La nuit, ça caille. Au matin, la glace s’est formée sur le pare-brise, sous les occultants. Grrr. Heureusement qu’on a un chauffage qui nous permet de tenir et de prendre un petit déjeuner sans problème. Et nous voilà parti pour une nouvelle journée de découverte. En sens inverse.
19 décembre 2024
Les jours se suivent et ne se ressemblent pas.
Nous avons quitté Saou le dimanche 15. Jean-Yves ayant repris un peu de force et d’appétit, nous avons décidé de partir. En cas de problème majeur, il a nos coordonnées et nous n’avons pas l’intention de partir directement vers l’Andalousie. Petit crochet par l’Italie au préalable, pour visiter Cinque Terre que Florence rêve de visiter depuis très longtemps.
Mais l’itinéraire sera celui de l’école buissonnière.
Le 16 au soir, au détour d’une route dans les gorges du Verdon, un village perché sur un flanc de colline se dévoile brutalement. Cri du cœur de Florence (imaginez la scène, même si le nombre de décibels émis n’a pas couvert le bruit du moteur) :
– « Mais je connais ce village, je l’ai fait à l’aquarelle ! Mais comment s’appelle-t-il ? »

*Votre consigne*.
Extrayez du récit de voyage, s'il vous plaît, le passage qui commence par « 19 décembre 2024 » et se poursuit jusqu'à « depuis très longtemps. », sans y changer un mot. Les enregistrements ne sont d'aucune utilité ici.

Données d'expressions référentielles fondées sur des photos
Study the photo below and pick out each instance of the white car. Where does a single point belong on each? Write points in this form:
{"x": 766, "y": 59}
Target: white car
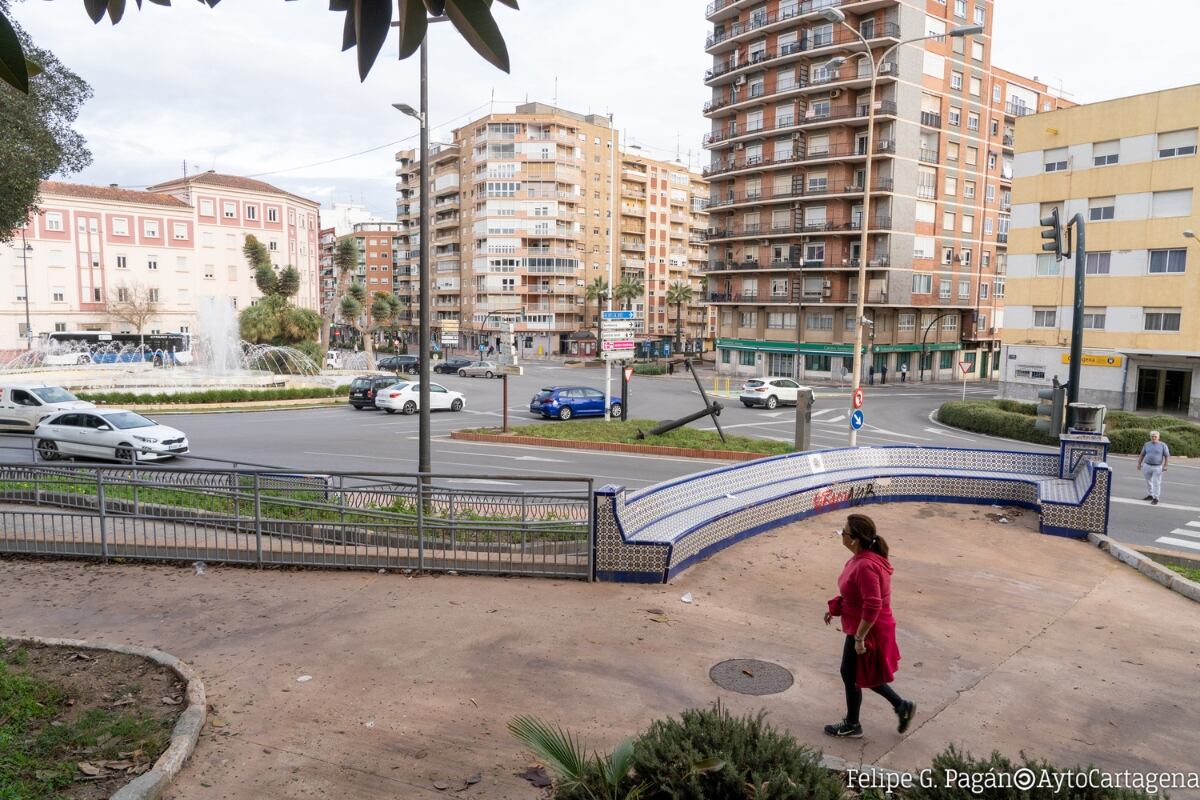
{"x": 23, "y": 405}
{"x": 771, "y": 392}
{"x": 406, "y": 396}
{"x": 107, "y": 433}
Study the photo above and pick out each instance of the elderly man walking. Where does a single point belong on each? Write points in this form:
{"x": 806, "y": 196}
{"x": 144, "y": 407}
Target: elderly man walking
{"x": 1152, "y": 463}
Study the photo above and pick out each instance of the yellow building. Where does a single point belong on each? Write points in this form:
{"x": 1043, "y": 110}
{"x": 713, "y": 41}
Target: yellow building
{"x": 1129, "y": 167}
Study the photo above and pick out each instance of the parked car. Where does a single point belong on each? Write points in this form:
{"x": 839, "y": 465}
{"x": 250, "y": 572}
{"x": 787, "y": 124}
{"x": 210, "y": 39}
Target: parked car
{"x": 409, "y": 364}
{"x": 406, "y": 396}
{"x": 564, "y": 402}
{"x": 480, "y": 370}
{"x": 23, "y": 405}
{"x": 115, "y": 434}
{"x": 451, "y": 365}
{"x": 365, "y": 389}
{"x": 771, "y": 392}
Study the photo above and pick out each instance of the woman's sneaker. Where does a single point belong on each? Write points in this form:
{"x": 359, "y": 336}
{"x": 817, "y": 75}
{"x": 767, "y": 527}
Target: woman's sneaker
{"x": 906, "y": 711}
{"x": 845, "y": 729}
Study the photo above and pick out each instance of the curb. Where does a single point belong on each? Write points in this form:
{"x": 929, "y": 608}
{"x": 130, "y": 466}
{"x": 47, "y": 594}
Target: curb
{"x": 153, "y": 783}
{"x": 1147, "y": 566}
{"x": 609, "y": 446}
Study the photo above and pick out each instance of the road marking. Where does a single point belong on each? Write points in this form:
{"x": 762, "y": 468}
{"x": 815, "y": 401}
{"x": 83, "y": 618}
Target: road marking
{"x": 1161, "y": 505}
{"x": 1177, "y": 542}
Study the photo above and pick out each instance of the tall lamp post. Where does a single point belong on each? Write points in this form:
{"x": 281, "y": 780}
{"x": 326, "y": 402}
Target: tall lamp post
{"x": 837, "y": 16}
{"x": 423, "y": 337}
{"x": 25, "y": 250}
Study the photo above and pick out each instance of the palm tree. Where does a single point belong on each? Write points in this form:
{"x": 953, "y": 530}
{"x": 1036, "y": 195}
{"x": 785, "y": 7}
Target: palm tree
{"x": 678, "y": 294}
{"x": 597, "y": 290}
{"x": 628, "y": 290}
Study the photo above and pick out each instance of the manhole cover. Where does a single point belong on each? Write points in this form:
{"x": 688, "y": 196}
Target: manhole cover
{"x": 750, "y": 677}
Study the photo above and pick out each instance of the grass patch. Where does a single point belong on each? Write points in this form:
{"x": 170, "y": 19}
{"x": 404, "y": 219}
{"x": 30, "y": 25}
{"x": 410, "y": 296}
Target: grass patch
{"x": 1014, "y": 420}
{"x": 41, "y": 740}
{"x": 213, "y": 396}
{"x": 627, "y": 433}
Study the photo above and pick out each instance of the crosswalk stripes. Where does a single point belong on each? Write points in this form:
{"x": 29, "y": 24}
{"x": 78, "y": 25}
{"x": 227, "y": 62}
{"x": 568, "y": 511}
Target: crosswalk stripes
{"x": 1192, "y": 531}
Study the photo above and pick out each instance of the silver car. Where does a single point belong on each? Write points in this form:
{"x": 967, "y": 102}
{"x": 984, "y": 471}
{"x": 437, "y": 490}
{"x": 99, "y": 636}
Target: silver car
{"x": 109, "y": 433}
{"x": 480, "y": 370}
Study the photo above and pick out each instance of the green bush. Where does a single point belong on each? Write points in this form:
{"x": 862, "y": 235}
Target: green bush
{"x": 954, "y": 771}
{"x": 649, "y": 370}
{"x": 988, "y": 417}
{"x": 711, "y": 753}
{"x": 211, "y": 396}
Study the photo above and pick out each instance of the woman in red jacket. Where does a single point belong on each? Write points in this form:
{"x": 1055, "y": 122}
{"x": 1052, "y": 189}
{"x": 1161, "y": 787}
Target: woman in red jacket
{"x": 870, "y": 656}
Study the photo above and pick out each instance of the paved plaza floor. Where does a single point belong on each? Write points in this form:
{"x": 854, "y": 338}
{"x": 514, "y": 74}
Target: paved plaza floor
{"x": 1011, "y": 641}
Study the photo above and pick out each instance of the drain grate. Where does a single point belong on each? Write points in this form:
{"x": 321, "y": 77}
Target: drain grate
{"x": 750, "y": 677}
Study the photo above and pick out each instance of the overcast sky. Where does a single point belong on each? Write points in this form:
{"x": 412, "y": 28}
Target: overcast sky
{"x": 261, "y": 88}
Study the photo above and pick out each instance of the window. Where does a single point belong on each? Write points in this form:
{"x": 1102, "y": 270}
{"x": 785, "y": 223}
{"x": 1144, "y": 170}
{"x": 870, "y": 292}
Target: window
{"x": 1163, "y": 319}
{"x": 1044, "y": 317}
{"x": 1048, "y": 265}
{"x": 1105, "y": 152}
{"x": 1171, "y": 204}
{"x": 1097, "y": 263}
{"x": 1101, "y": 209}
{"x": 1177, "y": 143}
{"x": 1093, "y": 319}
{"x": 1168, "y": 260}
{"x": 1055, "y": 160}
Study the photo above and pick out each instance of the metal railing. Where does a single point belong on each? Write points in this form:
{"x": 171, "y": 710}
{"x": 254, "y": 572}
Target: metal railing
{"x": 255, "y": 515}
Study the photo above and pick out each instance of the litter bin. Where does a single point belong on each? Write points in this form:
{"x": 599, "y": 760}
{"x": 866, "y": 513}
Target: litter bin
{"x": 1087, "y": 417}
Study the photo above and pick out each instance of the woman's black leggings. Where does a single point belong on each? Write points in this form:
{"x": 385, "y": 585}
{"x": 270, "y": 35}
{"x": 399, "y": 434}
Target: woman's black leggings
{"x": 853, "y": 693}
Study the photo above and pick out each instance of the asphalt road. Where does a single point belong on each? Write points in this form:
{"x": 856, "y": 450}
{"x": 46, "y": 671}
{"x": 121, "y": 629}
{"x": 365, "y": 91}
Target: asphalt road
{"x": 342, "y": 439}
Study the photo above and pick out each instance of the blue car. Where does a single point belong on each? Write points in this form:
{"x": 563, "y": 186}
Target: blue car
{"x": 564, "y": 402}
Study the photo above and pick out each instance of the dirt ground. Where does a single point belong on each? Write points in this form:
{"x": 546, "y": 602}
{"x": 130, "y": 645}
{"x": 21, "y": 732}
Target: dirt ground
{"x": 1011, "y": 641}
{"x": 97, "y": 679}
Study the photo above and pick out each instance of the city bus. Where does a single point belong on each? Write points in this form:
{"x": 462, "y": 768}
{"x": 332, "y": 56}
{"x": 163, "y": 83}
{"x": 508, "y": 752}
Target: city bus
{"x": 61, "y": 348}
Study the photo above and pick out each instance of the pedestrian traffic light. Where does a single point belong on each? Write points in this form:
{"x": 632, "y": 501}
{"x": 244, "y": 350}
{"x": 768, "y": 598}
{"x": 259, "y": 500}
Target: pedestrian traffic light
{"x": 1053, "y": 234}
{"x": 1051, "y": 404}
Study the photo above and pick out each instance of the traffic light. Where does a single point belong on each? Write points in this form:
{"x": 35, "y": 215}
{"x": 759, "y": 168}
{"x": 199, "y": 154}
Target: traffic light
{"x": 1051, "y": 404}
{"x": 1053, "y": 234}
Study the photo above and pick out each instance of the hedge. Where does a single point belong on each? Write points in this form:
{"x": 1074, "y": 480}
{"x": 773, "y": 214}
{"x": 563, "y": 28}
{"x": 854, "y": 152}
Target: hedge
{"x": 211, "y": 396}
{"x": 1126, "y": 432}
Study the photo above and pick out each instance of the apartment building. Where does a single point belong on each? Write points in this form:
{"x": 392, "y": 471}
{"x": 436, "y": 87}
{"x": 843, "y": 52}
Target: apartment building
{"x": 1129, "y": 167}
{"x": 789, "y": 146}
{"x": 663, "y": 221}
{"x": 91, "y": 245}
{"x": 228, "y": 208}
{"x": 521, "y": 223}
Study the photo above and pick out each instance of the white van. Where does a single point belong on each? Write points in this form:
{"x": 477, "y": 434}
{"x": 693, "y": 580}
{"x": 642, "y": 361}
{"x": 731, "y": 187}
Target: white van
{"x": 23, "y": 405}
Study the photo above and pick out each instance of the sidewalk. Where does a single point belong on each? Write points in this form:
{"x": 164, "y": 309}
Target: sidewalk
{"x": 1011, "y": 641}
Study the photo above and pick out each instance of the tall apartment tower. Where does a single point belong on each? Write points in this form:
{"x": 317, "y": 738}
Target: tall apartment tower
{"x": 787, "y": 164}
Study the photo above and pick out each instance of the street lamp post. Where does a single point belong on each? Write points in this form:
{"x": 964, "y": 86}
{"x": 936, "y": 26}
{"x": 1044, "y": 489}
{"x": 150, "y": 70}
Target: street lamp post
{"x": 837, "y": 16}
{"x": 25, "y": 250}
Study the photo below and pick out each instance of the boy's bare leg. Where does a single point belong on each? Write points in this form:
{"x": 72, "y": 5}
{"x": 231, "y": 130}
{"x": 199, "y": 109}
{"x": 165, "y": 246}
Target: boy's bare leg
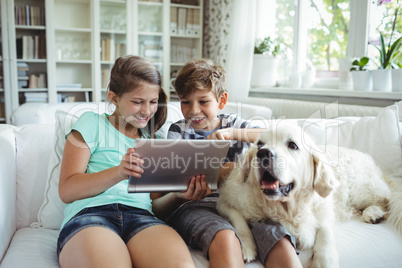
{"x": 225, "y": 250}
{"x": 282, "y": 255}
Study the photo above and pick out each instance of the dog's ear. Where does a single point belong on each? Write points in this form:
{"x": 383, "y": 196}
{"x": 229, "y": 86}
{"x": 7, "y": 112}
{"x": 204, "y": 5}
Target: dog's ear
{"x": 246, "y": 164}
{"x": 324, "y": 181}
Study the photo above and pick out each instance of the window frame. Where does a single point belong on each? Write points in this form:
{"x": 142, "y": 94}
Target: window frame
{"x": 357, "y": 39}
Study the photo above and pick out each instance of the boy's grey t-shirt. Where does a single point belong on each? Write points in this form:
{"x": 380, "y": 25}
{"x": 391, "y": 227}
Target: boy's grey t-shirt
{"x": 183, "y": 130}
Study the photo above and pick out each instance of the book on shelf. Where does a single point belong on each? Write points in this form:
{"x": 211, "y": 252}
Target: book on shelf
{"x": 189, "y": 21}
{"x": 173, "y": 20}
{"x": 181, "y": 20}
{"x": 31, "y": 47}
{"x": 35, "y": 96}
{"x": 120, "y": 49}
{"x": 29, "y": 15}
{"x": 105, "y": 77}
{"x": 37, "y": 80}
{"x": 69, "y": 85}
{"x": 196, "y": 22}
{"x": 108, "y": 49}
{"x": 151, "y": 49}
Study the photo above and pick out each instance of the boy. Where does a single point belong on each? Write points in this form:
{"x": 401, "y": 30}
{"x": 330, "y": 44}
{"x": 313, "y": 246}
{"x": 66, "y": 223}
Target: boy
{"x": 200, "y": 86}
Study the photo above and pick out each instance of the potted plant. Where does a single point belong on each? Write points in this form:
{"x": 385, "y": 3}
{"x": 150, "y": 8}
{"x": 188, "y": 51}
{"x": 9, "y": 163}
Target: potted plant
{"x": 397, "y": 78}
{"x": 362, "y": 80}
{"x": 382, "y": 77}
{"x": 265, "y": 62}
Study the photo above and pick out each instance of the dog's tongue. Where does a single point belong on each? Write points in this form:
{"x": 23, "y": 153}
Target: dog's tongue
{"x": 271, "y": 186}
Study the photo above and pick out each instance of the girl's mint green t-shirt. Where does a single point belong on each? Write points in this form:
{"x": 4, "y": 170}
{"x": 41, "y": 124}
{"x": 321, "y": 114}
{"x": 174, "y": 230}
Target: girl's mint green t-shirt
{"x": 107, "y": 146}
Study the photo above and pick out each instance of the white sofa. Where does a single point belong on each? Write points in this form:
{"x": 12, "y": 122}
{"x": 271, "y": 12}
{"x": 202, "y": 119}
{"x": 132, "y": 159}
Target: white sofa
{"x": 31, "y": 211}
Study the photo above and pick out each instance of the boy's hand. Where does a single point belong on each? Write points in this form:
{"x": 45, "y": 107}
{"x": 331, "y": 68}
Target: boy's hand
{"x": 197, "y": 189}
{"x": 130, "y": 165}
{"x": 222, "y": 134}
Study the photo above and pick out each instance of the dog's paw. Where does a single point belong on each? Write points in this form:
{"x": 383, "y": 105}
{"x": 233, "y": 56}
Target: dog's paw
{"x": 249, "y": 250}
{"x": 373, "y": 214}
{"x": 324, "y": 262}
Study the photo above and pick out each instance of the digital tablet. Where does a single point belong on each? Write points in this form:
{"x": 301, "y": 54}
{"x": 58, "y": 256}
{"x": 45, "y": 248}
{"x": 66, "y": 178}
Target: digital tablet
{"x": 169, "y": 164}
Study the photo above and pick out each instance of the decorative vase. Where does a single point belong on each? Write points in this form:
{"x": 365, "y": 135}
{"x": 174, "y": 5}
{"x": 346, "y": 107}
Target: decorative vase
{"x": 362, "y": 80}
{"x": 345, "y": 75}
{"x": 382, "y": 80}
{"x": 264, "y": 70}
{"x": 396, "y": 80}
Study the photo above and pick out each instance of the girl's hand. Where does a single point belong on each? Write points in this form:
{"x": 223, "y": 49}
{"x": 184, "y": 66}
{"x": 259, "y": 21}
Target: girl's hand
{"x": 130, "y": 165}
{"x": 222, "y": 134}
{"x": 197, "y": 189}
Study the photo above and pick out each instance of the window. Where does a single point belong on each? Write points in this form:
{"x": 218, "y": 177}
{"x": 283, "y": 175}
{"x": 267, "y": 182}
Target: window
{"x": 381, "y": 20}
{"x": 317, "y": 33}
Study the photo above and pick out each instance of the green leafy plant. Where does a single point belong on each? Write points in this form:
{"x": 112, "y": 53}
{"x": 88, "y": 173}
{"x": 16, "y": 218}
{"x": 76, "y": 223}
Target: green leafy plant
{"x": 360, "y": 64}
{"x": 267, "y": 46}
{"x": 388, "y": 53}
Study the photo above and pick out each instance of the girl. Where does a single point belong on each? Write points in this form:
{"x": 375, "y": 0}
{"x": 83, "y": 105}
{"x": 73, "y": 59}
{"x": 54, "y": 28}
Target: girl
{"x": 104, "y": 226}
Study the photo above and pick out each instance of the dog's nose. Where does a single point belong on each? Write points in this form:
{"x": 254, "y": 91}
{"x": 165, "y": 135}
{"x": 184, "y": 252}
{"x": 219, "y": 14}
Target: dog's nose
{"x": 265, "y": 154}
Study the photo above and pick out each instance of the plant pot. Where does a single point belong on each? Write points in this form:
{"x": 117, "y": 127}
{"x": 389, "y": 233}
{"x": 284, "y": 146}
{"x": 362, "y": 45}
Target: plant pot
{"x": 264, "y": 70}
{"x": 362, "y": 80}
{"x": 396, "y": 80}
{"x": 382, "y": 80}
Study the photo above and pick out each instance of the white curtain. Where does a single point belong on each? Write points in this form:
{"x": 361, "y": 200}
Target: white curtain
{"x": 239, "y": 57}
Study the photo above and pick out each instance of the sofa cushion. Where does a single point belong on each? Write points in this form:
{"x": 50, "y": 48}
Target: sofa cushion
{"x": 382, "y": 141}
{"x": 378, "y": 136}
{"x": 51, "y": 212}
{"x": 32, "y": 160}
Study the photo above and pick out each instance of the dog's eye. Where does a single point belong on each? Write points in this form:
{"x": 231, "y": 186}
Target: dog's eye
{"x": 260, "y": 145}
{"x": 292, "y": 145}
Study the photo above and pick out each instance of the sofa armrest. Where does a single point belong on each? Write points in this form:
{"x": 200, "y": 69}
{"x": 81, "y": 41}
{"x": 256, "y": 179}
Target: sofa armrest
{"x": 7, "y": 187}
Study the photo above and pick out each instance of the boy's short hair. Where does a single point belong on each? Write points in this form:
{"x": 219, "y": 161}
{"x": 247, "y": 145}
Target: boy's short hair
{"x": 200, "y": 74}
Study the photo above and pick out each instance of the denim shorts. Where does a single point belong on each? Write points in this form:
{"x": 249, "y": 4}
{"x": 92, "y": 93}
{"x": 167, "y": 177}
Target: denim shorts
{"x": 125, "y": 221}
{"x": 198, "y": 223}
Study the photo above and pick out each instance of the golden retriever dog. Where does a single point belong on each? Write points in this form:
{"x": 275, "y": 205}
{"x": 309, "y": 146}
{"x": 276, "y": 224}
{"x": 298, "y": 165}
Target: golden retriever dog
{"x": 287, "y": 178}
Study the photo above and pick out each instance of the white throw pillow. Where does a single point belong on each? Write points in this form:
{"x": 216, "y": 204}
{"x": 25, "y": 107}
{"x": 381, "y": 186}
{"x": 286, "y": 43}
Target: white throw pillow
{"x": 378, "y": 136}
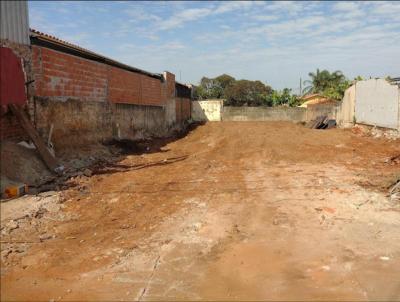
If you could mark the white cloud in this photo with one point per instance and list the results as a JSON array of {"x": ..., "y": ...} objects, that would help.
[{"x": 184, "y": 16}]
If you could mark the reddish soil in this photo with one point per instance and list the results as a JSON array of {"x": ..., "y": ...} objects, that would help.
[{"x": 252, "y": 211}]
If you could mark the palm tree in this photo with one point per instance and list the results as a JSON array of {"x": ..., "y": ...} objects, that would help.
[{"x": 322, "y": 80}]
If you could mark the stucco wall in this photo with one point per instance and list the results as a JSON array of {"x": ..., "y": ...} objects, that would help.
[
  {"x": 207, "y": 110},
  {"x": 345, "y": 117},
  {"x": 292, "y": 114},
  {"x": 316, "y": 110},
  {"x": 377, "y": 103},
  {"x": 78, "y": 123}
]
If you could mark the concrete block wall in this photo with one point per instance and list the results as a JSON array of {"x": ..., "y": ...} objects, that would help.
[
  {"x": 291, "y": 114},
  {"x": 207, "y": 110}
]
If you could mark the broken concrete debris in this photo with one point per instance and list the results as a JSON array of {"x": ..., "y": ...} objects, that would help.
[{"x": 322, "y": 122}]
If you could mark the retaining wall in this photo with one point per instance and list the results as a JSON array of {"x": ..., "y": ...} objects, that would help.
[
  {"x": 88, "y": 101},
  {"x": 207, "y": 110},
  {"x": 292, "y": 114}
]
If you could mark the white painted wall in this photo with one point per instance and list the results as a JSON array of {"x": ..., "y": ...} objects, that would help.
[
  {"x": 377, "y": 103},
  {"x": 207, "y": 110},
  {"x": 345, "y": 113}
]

*Votre réponse*.
19 décembre 2024
Les jours se suivent et ne se ressemblent pas.
Nous avons quitté Saou le dimanche 15. Jean-Yves ayant repris un peu de force et d’appétit, nous avons décidé de partir. En cas de problème majeur, il a nos coordonnées et nous n’avons pas l’intention de partir directement vers l’Andalousie. Petit crochet par l’Italie au préalable, pour visiter Cinque Terre que Florence rêve de visiter depuis très longtemps.